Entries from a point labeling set

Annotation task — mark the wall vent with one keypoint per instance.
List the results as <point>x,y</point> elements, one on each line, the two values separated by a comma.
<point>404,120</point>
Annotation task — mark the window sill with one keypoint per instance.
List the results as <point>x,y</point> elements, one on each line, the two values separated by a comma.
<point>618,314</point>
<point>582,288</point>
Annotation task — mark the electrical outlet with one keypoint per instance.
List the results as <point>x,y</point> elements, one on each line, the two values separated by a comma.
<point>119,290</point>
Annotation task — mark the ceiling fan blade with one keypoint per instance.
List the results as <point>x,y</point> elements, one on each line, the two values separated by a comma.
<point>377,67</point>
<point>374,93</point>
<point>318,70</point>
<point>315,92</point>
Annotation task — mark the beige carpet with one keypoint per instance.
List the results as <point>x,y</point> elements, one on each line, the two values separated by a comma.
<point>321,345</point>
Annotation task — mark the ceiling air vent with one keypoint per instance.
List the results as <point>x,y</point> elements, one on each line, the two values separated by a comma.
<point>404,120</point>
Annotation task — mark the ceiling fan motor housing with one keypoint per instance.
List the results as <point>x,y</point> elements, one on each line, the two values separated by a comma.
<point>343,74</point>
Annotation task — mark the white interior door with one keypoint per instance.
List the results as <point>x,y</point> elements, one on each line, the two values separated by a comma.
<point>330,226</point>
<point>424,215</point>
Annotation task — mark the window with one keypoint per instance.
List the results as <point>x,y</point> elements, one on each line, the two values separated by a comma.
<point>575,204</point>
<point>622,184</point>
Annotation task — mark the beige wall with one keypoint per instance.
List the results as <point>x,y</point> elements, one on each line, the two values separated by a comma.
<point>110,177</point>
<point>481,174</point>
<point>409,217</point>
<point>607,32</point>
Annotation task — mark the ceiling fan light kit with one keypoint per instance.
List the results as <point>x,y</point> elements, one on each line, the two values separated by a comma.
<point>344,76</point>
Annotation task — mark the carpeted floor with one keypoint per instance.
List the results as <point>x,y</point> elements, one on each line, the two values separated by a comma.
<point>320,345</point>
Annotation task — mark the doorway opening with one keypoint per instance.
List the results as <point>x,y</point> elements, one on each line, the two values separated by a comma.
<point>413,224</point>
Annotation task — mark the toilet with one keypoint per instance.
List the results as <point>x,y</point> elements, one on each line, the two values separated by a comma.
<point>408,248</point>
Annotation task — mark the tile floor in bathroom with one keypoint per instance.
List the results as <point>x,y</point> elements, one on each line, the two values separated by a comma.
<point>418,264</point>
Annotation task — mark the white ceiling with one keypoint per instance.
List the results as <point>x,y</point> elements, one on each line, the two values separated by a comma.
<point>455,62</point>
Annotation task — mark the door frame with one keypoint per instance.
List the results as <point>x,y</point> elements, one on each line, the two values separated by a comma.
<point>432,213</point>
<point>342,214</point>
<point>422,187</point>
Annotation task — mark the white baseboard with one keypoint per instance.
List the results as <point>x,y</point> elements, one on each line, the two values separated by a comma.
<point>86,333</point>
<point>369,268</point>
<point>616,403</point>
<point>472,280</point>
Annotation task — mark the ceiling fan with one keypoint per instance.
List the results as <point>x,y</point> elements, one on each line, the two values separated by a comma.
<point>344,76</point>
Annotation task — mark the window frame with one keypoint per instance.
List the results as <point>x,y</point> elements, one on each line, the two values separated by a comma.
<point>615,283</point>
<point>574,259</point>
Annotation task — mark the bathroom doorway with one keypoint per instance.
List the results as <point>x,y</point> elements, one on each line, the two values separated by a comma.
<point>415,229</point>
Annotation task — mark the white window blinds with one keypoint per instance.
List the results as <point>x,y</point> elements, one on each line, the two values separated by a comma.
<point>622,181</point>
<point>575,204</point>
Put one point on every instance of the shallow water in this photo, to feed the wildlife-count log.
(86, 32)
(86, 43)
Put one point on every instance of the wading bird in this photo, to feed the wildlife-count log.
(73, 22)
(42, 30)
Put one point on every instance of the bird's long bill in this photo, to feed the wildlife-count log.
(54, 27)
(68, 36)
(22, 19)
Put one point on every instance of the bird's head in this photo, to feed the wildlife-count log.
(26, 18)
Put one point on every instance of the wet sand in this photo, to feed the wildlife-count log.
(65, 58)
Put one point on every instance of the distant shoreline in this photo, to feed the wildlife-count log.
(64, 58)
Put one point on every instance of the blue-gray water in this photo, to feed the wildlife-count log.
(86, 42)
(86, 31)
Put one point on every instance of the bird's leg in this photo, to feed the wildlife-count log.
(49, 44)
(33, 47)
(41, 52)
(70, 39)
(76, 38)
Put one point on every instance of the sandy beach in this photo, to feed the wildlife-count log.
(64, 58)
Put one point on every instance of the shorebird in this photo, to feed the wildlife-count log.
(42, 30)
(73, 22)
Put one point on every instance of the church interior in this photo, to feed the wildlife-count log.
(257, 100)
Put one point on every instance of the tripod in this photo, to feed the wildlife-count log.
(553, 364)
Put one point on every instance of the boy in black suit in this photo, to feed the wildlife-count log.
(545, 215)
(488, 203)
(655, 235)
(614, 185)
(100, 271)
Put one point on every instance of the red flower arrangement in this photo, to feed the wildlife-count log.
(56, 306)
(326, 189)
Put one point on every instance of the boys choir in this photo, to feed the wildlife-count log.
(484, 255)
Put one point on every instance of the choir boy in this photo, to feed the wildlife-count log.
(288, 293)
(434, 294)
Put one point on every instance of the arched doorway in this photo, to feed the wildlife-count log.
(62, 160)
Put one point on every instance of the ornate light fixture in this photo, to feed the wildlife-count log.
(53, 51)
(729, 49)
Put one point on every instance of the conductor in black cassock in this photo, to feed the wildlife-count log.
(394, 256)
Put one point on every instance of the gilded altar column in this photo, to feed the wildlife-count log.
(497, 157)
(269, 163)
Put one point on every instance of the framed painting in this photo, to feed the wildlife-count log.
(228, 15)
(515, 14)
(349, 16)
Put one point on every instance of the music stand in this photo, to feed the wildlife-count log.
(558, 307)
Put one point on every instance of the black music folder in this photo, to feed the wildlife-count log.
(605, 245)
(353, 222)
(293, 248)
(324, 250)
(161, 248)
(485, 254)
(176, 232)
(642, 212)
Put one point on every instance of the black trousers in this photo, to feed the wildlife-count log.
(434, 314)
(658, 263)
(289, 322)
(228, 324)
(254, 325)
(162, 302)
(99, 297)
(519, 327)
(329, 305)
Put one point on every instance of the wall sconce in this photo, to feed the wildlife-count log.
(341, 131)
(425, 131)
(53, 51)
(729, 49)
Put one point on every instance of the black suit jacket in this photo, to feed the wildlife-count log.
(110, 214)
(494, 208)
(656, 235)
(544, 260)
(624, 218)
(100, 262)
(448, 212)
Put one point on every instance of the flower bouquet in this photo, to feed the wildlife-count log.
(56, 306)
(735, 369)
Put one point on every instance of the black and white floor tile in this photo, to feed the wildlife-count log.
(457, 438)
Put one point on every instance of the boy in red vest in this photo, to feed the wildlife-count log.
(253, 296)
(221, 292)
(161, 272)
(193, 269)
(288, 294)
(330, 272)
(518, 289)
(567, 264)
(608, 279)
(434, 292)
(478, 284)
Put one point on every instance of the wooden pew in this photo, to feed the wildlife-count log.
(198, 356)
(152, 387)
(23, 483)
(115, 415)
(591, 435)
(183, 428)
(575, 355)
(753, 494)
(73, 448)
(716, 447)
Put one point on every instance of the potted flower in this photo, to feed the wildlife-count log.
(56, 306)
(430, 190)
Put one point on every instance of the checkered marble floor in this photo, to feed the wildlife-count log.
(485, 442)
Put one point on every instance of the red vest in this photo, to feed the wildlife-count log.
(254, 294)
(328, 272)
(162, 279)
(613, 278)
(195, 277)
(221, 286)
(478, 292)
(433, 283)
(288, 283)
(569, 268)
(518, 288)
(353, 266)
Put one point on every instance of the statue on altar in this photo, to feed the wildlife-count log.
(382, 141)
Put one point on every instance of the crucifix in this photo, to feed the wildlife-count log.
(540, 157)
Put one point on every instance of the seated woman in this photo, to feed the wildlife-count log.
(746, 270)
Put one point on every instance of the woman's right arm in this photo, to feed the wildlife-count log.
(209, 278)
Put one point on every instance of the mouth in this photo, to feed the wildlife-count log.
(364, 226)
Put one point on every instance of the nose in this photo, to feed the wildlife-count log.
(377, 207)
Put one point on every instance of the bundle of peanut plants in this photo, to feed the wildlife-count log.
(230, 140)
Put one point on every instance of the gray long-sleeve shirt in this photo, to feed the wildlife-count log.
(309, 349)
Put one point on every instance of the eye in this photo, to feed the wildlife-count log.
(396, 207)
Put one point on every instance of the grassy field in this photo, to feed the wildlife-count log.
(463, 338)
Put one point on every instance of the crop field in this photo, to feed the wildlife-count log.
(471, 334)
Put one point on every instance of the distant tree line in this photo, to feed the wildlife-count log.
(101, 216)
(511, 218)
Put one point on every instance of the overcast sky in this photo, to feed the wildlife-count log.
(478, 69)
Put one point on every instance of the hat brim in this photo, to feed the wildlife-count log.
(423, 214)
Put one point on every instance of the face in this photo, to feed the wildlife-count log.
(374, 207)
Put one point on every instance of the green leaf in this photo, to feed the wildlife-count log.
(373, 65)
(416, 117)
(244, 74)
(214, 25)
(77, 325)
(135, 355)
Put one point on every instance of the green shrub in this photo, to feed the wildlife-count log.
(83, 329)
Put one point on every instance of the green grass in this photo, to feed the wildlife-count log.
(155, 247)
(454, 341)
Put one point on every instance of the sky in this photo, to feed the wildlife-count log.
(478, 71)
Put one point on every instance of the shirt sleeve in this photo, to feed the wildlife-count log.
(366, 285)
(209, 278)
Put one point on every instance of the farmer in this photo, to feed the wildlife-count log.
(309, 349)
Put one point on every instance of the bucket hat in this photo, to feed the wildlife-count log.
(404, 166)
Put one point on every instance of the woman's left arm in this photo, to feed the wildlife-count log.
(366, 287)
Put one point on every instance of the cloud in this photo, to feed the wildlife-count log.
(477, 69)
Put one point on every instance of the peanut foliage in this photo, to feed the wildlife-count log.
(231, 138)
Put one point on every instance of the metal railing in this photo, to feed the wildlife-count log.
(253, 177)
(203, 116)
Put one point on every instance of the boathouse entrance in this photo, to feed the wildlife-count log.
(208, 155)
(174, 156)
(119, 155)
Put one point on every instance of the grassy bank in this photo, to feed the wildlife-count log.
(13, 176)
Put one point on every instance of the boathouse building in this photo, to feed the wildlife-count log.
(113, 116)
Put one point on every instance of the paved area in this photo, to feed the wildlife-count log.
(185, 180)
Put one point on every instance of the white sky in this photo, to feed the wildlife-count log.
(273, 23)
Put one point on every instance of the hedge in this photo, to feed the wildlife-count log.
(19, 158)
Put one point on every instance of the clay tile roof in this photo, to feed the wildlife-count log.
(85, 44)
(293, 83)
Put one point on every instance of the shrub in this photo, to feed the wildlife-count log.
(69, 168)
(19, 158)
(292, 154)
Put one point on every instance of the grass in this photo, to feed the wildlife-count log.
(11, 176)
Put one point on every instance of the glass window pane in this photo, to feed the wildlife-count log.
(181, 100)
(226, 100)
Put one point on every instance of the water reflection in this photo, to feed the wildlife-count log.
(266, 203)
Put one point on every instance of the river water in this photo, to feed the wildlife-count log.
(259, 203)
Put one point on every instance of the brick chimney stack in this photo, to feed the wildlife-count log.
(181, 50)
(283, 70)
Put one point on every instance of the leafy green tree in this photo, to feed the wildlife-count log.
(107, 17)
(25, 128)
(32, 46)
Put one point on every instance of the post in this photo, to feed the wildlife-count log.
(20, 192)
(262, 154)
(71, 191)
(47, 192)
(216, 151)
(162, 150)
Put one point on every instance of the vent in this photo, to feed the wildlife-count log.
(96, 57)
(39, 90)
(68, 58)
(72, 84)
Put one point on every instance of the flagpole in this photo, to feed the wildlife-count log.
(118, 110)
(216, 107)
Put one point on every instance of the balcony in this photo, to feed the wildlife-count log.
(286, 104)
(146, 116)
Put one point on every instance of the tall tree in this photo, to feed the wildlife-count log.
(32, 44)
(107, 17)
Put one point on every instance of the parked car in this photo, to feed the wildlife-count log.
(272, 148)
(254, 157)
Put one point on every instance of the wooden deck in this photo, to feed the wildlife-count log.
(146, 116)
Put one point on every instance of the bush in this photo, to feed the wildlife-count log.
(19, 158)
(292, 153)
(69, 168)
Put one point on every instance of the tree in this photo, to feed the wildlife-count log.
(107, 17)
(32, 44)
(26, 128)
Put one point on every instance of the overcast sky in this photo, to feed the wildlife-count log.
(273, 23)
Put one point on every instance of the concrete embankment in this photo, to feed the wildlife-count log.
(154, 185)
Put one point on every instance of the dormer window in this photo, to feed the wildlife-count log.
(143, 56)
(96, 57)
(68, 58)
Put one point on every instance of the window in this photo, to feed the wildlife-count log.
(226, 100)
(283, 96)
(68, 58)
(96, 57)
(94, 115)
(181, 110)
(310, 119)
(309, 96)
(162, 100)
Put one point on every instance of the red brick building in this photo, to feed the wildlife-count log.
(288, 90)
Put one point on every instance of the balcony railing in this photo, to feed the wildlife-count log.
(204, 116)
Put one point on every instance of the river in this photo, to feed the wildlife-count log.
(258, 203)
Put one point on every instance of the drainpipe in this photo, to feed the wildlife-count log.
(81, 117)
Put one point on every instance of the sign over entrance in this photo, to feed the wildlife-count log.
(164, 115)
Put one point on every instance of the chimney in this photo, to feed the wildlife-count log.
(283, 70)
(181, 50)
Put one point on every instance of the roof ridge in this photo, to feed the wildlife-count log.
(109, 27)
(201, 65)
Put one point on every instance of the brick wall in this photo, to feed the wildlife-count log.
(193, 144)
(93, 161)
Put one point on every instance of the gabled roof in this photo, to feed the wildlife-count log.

### Aim
Retype the lines of the entries above with no changes, covering the stretch from the line that contains "Put one point on every instance of the drainpipe" through the end of the entries.

### Result below
Put one point on every instance of the drainpipe in this photo, to feed the wildlife-count log.
(81, 117)
Put one point on every instance of the sign over entrance in this photo, to feed the wildlife-count log.
(164, 115)
Put one point on every instance of the chimney in this photo, to feed the wildlife-count log.
(283, 70)
(181, 50)
Put one point on every instance of the roof ridge in this photo, to feed the wildlife-count log.
(109, 27)
(201, 65)
Put one point on every instance of the brick wall in this photo, to feed the wildlife-count log.
(193, 144)
(93, 161)
Put one point on every instance of the gabled roof in this photo, to feed the wildlife-count log.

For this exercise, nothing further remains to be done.